BEGIN Selected extract

With fellowships in the sciences and social sciences, CISAC, directed by political science Professor Scott Sagan, brings top scholars to campus to find solutions to complex international problems.

This year's fellows "are a select and exciting set of scholars doing innovative work on important issues of international security--which now includes homeland security," said Lynn Eden, CISAC's associate director for research. "All of us at CISAC are very much looking forward to having our new crew on board."

The other CISAC science fellows are:

  • Manas Baveja and Yifan Liu, both doctoral candidates at the Institute for Computational and Mathematical Engineering at Stanford, who use mathematical models to study homeland security;
  • Chaim Braun of Altos Management Partners, who is working on a United Nations nuclear energy project;
  • Belkis Cabrera-Palmer, a physics doctoral candidate from Syracuse University, who is studying nuclear energy issues in Latin America; and
  • Sonja Schmid, a lecturer in Stanford's Science, Technology and Society Program, who is working on a book aimed at understanding the decisions that produced and sustained the civilian nuclear energy program in the Soviet Union from the 1950s through the 1980s.

END Selected extract

List every person the CISAC fellowship text names as one of the other CISAC science fellows.

BEGIN Study material

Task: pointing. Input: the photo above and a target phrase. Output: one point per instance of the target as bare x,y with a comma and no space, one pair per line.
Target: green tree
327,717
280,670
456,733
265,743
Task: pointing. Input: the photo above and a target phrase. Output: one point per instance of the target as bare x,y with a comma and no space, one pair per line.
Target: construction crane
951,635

END Study material
BEGIN Study material

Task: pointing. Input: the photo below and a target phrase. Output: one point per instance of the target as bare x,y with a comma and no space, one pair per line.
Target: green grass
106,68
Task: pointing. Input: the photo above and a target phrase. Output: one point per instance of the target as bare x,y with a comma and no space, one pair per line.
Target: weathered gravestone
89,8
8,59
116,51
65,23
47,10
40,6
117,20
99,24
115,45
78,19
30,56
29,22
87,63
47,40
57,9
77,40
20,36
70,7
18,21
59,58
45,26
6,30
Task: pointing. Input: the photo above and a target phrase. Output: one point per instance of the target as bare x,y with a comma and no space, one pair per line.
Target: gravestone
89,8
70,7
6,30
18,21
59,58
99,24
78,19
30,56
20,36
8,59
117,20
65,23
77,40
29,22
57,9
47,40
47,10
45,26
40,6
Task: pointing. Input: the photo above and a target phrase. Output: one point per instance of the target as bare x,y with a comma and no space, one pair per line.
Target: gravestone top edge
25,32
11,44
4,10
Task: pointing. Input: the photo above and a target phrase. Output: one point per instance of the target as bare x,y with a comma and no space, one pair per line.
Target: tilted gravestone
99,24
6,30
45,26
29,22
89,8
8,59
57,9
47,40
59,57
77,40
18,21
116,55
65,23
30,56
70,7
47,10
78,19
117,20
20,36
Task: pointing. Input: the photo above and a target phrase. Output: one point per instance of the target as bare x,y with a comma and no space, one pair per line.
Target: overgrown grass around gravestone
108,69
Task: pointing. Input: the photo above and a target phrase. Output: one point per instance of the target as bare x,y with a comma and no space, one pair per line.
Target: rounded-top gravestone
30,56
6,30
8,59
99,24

END Study material

* Expected output
Manas Baveja, Yifan Liu, Chaim Braun, Belkis Cabrera-Palmer, Sonja Schmid